Work request | The answer must consist of every line from the data that holds the string "find".

BEGIN Provided data

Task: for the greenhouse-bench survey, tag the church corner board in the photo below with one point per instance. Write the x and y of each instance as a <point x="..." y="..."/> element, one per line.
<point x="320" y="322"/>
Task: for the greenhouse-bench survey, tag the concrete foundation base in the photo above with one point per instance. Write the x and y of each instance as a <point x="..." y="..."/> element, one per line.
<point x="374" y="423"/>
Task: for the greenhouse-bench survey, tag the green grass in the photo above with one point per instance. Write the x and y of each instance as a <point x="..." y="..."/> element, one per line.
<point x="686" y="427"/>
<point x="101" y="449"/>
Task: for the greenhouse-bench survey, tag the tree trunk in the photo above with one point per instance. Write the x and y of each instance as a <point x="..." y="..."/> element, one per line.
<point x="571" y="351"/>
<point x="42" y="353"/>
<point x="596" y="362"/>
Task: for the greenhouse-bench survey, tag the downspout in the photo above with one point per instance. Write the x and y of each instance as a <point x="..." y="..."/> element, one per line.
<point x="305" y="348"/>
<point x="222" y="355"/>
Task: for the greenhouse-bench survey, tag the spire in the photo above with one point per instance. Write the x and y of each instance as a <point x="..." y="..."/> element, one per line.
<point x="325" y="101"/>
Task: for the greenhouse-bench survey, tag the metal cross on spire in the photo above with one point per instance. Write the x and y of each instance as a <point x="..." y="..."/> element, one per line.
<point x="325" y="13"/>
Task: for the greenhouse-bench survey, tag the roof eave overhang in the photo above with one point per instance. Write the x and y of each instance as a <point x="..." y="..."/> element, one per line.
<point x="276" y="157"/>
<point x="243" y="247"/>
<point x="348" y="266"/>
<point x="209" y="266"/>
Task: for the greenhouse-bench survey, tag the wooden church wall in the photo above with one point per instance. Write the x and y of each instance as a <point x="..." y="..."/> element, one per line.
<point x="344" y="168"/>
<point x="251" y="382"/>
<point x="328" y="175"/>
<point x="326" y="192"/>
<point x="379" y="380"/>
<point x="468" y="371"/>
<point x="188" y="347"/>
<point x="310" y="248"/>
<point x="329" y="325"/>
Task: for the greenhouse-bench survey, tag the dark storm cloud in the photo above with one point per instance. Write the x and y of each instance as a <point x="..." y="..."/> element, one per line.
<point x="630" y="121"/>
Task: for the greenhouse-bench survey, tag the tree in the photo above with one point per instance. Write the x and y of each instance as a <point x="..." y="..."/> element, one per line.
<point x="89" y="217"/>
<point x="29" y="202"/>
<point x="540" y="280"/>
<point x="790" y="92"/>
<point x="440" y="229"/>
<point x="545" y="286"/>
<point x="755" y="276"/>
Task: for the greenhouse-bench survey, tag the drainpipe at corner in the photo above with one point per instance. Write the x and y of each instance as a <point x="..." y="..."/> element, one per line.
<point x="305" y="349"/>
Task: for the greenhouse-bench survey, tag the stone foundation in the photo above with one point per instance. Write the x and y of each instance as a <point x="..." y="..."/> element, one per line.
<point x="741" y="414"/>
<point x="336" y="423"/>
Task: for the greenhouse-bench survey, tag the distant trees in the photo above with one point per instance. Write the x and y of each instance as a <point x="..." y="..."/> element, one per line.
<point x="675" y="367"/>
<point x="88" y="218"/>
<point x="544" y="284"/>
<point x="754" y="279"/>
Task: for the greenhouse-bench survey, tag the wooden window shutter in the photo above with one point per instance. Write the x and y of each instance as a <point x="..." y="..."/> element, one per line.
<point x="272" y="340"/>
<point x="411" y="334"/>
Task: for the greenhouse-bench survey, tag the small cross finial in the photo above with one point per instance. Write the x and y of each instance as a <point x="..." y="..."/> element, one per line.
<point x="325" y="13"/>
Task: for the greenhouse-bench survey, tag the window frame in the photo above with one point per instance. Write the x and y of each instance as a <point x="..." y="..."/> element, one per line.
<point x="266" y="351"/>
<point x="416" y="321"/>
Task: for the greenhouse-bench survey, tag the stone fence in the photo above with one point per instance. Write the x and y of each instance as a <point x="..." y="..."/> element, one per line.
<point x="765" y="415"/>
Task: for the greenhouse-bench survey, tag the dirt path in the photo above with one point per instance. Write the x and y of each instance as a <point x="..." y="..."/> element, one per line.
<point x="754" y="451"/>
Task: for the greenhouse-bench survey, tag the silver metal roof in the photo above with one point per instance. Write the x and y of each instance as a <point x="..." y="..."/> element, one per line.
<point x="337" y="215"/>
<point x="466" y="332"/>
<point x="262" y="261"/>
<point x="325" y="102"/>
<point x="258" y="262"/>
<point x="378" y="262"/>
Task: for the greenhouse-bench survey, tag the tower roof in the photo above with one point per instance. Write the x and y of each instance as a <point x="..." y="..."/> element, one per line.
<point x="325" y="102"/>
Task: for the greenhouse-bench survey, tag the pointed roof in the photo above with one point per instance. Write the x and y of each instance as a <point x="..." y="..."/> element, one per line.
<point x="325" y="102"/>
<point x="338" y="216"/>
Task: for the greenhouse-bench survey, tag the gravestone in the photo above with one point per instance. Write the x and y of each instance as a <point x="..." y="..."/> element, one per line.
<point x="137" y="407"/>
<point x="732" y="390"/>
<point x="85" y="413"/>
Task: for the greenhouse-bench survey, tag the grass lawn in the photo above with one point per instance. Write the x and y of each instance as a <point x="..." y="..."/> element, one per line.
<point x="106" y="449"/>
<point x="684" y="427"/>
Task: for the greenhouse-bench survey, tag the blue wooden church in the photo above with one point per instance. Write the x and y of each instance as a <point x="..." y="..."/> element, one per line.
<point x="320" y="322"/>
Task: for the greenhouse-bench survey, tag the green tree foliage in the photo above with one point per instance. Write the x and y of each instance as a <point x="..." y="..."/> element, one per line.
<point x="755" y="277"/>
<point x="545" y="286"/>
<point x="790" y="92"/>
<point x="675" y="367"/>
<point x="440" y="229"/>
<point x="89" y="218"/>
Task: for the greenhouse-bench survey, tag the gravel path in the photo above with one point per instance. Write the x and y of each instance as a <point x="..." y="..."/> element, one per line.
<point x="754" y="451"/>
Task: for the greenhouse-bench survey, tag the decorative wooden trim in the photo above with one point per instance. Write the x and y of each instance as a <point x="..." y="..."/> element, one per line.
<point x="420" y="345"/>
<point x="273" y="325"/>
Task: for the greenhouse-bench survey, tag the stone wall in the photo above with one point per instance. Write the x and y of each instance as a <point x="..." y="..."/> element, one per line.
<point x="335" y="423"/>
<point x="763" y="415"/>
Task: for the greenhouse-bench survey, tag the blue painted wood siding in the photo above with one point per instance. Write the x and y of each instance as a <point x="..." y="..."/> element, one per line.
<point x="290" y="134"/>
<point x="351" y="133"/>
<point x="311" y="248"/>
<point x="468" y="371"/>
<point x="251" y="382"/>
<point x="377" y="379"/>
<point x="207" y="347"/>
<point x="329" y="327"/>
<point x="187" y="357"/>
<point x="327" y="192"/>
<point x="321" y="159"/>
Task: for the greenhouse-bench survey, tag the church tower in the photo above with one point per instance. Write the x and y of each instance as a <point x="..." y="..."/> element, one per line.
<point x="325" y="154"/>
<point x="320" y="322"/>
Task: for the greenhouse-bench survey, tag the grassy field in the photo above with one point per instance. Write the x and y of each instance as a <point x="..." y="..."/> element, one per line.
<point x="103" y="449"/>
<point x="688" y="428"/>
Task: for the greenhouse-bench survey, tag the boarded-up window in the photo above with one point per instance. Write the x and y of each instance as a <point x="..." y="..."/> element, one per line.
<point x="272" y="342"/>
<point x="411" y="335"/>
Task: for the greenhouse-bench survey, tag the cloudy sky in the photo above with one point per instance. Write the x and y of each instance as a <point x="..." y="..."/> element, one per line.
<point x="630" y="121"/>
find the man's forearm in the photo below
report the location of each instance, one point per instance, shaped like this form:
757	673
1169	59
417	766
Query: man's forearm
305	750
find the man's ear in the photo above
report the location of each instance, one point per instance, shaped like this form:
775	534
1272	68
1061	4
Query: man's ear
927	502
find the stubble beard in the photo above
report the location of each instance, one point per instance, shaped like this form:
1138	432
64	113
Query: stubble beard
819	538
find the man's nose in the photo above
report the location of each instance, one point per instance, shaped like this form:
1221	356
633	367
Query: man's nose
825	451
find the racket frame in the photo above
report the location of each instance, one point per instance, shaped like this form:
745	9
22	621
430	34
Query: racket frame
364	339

END Provided data

Response box |
find the man's forearm in the photo below
find the man's ear in the photo above
find the stubble beard in the photo above
find the man's nose in the photo above
find the racket frame in the photo above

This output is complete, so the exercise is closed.